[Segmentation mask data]
○ ○ ○
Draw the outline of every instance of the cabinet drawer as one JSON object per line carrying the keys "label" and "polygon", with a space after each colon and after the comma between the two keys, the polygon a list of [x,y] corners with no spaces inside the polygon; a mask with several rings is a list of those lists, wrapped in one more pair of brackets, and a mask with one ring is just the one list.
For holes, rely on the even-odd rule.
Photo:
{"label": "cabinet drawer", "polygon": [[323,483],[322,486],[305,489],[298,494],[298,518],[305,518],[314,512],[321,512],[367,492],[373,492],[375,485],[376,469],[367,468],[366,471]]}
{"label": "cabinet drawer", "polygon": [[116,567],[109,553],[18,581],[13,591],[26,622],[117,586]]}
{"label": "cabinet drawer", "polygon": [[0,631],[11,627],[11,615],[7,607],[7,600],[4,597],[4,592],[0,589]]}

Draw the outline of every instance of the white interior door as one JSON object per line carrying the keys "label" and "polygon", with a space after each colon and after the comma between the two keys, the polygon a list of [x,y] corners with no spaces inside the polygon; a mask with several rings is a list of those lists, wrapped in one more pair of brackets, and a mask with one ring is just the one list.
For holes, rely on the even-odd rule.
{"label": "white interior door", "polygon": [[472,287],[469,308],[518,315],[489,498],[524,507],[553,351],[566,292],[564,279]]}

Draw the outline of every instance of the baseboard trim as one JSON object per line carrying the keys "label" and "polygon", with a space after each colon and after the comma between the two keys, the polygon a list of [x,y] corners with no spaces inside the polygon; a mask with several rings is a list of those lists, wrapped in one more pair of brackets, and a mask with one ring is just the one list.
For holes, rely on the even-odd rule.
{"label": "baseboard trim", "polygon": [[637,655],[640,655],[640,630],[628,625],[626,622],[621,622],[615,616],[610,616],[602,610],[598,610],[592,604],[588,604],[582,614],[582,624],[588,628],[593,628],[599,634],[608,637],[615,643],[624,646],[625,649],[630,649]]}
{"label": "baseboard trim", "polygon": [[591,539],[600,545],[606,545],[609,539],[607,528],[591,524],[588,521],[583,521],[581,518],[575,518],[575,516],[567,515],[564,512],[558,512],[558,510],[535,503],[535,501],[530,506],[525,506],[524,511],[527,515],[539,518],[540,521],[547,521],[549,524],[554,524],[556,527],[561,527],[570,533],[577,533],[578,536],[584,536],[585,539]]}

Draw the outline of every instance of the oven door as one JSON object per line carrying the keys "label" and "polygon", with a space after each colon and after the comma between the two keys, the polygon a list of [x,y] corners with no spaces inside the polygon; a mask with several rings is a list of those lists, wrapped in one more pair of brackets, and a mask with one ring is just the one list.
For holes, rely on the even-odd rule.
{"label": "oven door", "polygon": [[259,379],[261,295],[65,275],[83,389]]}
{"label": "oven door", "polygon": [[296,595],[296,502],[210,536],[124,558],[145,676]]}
○ ○ ○
• _WORK TO BE COMPLETED_:
Exactly as written, copy out all the entries above.

• _TASK SOLUTION_:
Draw the outline of every instance of the cabinet drawer as one JSON object per line carrying the keys "label" and "polygon", with a space after each colon and after the comma between the two keys, the polygon a list of [x,y] corners with no spaces inside the polygon; a mask with several rings is a list of those lists, wrapped in one more pair of brackets, and a mask with one ring is just the one list.
For holes, rely on the even-odd rule.
Photo:
{"label": "cabinet drawer", "polygon": [[323,483],[322,486],[305,489],[298,494],[298,518],[305,518],[314,512],[321,512],[367,492],[373,492],[375,485],[376,469],[367,468],[366,471]]}
{"label": "cabinet drawer", "polygon": [[116,567],[109,553],[18,581],[13,591],[26,622],[117,586]]}
{"label": "cabinet drawer", "polygon": [[0,631],[11,627],[11,615],[7,607],[7,600],[4,597],[4,592],[0,589]]}

Draw the outline of every instance of the white interior door as one JSON object per line carrying the keys "label" and "polygon", with a space after each colon and after the comma between the two keys, the polygon a list of [x,y] corners with no spaces inside the polygon; a mask with several rings is a list of those lists, wrapped in one more pair of brackets, and a mask with one ring is just the one list.
For holes, rely on the even-odd rule.
{"label": "white interior door", "polygon": [[472,287],[469,308],[518,315],[489,498],[524,507],[553,351],[566,292],[564,279]]}

Draw the outline of every instance of the baseboard trim as one JSON object per line carrying the keys "label" and "polygon", with a space after each colon and after the comma between the two keys, the polygon a list of [x,y] corners with no spaces inside the polygon; a mask with several rings is a list of those lists, wrapped in one more pair of brackets, and a mask with one ring is just the one list.
For holes, rely on the even-odd rule.
{"label": "baseboard trim", "polygon": [[637,655],[640,655],[640,630],[628,625],[626,622],[621,622],[615,616],[610,616],[602,610],[598,610],[592,604],[588,604],[582,614],[582,624],[588,628],[593,628],[599,634],[608,637],[615,643],[624,646],[625,649],[630,649]]}
{"label": "baseboard trim", "polygon": [[591,539],[600,545],[606,545],[609,539],[607,528],[591,524],[588,521],[583,521],[581,518],[575,518],[575,516],[567,515],[564,512],[558,512],[558,510],[535,503],[535,501],[530,506],[525,506],[524,511],[527,515],[539,518],[540,521],[547,521],[549,524],[554,524],[556,527],[561,527],[570,533],[577,533],[578,536],[584,536],[585,539]]}

Draw the outline of every instance of the oven door as one JSON object per line carrying the keys "label" and "polygon", with a space after each colon and after the comma between the two keys, the polygon a list of [x,y] corners with no spaces inside the polygon; a mask with several rings is a list of those lists, wrapped in one more pair of brackets, and a mask with one ring is just the one list.
For holes, rely on the even-odd rule.
{"label": "oven door", "polygon": [[259,379],[261,295],[65,275],[83,389]]}
{"label": "oven door", "polygon": [[296,595],[296,502],[210,536],[124,558],[145,676]]}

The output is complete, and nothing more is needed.